◆ EXCERPT PROVIDED ◆
## Start
PolicyMappingService¶
The PolicyMappingService is the core abstraction for assigning
policies to agents in multi-agent environments.
Overview¶
Unlike single-agent RL where one policy controls everything,
multi-agent environments require mapping each agent to its policy.
MOSAIC’s PolicyMappingService handles this with paradigm awareness.
from gym_gui.services import PolicyMappingService
service = PolicyMappingService()
# Configure agents
service.set_agents(["player_0", "player_1"])
# Bind different policies
service.bind_agent_policy("player_0", "human_keyboard")
service.bind_agent_policy("player_1", "cleanrl_ppo", config={"model_path": "..."})
AgentPolicyBinding¶
Each binding stores the relationship between an agent and its policy:
@dataclass
class AgentPolicyBinding:
agent_id: str
policy_id: str
worker_id: Optional[str] = None
config: Dict[str, Any] = field(default_factory=dict)
Action Selection¶
The service supports both sequential and simultaneous modes:
Sequential (AEC)
# Get action for current agent
action = service.select_action(agent_id, snapshot)
Simultaneous (POSG)
# Get actions for all agents at once
actions = service.select_actions(observations, snapshots)
Step Notification¶
Notify policies of step results for learning:
# Per-agent notification
service.notify_step(agent_id, snapshot)
# Episode end notification
service.notify_episode_end(agent_id, summary)
Integration with SessionController¶
The SessionController uses PolicyMappingService for the game loop:
def _select_agent_action(self) -> Optional[int]:
agent_id = self._get_active_agent()
if self._policy_mapping is not None and agent_id:
return self._policy_mapping.select_action(agent_id, snapshot)
# Fallback to legacy ActorService
return self._actor_service.select_action(snapshot)
## End
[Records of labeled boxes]
## Start
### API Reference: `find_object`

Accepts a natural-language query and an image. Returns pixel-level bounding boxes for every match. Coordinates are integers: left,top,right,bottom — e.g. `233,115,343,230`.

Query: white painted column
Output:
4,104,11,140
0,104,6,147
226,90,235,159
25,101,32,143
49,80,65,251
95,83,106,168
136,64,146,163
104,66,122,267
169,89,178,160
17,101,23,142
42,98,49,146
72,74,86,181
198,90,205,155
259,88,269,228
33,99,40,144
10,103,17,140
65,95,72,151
## End
◆ TASK TO CARRY OUT ◆
List each field declared in the AgentPolicyBinding dataclass on the PolicyMappingService page, giving each field's type.

◆ TASK OUTPUT ◆
- agent_id: str
- policy_id: str
- worker_id: Optional[str]
- config: Dict[str, Any]